***** Materials provided *****

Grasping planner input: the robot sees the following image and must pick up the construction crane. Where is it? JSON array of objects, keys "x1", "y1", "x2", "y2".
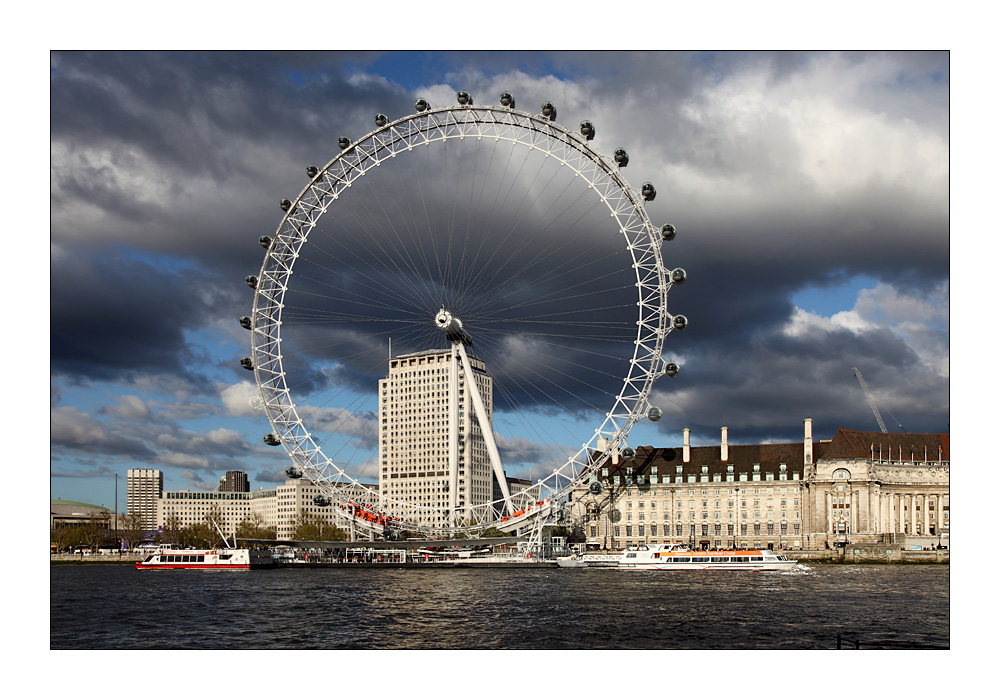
[{"x1": 851, "y1": 367, "x2": 906, "y2": 433}]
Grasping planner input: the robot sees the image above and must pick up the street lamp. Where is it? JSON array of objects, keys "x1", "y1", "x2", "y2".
[{"x1": 733, "y1": 486, "x2": 740, "y2": 549}]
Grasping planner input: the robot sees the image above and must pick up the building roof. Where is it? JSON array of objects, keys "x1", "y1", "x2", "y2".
[
  {"x1": 824, "y1": 428, "x2": 951, "y2": 462},
  {"x1": 612, "y1": 428, "x2": 949, "y2": 474},
  {"x1": 51, "y1": 498, "x2": 111, "y2": 512},
  {"x1": 631, "y1": 442, "x2": 826, "y2": 474}
]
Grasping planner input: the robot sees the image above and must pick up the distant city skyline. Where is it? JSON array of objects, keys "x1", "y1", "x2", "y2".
[{"x1": 50, "y1": 51, "x2": 950, "y2": 510}]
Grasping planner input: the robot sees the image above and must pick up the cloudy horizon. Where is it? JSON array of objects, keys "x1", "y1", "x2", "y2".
[{"x1": 50, "y1": 52, "x2": 950, "y2": 507}]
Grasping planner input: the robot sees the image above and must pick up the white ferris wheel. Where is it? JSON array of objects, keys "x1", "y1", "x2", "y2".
[{"x1": 240, "y1": 91, "x2": 687, "y2": 535}]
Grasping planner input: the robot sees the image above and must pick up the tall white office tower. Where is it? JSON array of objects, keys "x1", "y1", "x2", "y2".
[
  {"x1": 125, "y1": 469, "x2": 163, "y2": 530},
  {"x1": 379, "y1": 346, "x2": 493, "y2": 528}
]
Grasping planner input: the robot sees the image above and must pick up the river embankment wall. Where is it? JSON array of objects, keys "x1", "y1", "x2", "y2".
[{"x1": 785, "y1": 544, "x2": 951, "y2": 564}]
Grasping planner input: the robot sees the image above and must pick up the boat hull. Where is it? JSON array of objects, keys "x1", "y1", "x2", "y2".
[
  {"x1": 135, "y1": 549, "x2": 277, "y2": 571},
  {"x1": 618, "y1": 543, "x2": 798, "y2": 571},
  {"x1": 618, "y1": 561, "x2": 798, "y2": 571},
  {"x1": 556, "y1": 554, "x2": 621, "y2": 569}
]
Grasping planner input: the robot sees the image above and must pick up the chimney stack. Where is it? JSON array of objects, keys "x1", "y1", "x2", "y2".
[{"x1": 802, "y1": 418, "x2": 812, "y2": 467}]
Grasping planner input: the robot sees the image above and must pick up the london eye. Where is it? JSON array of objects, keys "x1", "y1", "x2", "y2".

*****

**Given request:** Arrange the lines of the listing as a Markdown table, starting at the line that contains "up the river" and ending at the last line of the listing, with both ends included. Use the columns Row and Line, and leave out any blank lines.

**Result:**
| Row | Line |
|---|---|
| 1 | Grasping planner input: the robot sees the image above and must pick up the river embankment wall. Where is it? JSON array of objects, keys "x1", "y1", "x2", "y2". |
| 2 | [{"x1": 785, "y1": 544, "x2": 951, "y2": 564}] |
| 3 | Grasping planner input: the robot sees the image above and must pick up the boat hull. Where is it? JSON array of objects, keys "x1", "y1", "x2", "y2". |
| 4 | [ |
| 5 |   {"x1": 135, "y1": 549, "x2": 277, "y2": 571}, |
| 6 |   {"x1": 618, "y1": 543, "x2": 798, "y2": 571}, |
| 7 |   {"x1": 618, "y1": 561, "x2": 798, "y2": 571}, |
| 8 |   {"x1": 556, "y1": 554, "x2": 621, "y2": 569} |
| 9 | ] |
| 10 | Grasping planner input: the robot sees the image above and must pick up the chimney stack. Where is it? JSON array of objects, keys "x1", "y1", "x2", "y2". |
| 11 | [{"x1": 802, "y1": 418, "x2": 812, "y2": 467}] |
| 12 | Grasping planner input: the robot sees the image above and must pick up the london eye. Where is it? JSON array of objects, keys "x1", "y1", "x2", "y2". |